= Source text =

○ ○ ○

Oil Rig Community

Just recently, we looked at Seaventures Resort, an old oil rig that had been refitted to accommodate scuba enthusiasts. Seaventures is a smart example of efficient recycling. Why spend more to build a floating hotel from scratch when you can just reuse something that’s already there?

Designers Ku Yee Kee and Hor Sue-Wern are also exploring the potential of off sea oil rigs. They’re envisioning ways to completely refit old, abandoned oil rigs to transform them into bustling living centers that can permanently host inhabitants.

Oil Rig Suburbs

Their design features staggered layers of outward jutting living units, all surrounding a central recreational and community center. This layout is an extremely efficient use of space, which is crucial for such a small community.

With sustainability features, such as wind turbines and tidal energy generators, oil rig communities such as these could remain fairly sustainable and successfully support potentially hundreds of people. Don’t think that these oil rigs are the next suburb, however, because oil rig communities will only really be suited for a specific type of person.

○ ○ ○

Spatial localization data
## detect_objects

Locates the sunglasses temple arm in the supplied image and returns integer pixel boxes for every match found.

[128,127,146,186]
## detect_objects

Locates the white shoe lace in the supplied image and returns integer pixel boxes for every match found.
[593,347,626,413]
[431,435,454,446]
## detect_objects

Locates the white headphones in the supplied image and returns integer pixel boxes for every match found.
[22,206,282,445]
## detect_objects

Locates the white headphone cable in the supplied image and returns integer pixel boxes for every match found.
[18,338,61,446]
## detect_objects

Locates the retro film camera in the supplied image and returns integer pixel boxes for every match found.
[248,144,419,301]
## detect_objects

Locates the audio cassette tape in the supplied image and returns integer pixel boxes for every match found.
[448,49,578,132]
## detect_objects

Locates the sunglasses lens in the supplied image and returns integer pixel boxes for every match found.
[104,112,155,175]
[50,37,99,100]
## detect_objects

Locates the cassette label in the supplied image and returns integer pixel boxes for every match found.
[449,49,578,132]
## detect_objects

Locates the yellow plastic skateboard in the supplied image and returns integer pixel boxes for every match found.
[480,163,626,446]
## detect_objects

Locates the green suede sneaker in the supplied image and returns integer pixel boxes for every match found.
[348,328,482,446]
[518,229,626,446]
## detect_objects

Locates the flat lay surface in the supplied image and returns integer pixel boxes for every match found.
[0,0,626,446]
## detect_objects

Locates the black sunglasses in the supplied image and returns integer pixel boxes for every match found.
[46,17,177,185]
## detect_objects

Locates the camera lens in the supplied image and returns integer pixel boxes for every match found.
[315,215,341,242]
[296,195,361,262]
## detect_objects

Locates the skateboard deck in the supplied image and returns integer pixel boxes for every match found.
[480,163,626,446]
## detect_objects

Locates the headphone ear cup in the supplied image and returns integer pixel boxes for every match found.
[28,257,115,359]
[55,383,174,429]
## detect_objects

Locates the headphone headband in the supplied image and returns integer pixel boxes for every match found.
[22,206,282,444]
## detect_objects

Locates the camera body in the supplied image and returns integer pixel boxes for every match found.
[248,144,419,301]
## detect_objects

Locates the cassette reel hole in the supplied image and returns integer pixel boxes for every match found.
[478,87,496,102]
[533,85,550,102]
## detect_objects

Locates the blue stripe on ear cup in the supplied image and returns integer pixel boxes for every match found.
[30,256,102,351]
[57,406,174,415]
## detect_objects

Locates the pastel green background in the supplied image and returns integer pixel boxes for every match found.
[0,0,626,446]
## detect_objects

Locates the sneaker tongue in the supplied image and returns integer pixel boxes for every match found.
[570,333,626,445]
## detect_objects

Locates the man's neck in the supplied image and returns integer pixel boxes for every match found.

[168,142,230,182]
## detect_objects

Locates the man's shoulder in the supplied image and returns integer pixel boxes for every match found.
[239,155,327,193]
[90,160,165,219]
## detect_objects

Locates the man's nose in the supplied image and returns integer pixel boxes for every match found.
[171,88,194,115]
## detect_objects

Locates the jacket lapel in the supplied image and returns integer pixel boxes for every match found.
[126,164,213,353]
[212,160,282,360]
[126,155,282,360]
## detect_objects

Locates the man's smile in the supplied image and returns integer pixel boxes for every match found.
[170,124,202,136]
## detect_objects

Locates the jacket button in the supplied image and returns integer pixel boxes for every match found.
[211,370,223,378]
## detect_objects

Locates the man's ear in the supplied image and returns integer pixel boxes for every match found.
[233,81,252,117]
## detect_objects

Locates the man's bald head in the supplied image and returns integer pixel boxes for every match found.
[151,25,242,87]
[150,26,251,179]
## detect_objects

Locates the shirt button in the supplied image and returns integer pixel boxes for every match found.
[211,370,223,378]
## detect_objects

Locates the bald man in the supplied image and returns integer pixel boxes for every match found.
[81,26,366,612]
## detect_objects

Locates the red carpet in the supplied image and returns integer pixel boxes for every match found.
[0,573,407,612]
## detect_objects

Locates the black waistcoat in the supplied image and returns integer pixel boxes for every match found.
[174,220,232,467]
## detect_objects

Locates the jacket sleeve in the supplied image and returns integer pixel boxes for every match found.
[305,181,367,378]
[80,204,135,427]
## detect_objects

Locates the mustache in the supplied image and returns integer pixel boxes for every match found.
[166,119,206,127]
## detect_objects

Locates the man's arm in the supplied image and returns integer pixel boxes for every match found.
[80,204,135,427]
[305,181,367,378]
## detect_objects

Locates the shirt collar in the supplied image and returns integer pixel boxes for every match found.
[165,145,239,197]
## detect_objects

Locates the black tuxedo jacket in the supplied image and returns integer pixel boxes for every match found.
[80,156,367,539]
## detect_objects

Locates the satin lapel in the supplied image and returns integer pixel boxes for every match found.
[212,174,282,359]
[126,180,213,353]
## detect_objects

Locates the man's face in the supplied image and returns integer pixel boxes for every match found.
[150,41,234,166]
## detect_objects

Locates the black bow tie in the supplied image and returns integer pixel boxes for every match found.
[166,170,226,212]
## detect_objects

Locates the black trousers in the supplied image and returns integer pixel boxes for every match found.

○ ○ ○

= Activity list =
**1.** Rewrite the paragraph of the oil rig article that begins "With sustainability features" as a brief bulleted list that keeps its main facts.
**2.** In the oil rig article, what do the staggered layers of living units surround?
**3.** List every proper name of a person or a place that appears in the oil rig article.

= Solutions in order =
**1.**
- Sustainability features include wind turbines and tidal energy generators.
- With these features, oil rig communities could remain fairly sustainable.
- They could successfully support potentially hundreds of people.
- They are not the next suburb, because they will only really suit a specific type of person.

**2.** A central recreational and community center.

**3.**
- Seaventures Resort
- Ku Yee Kee
- Hor Sue-Wern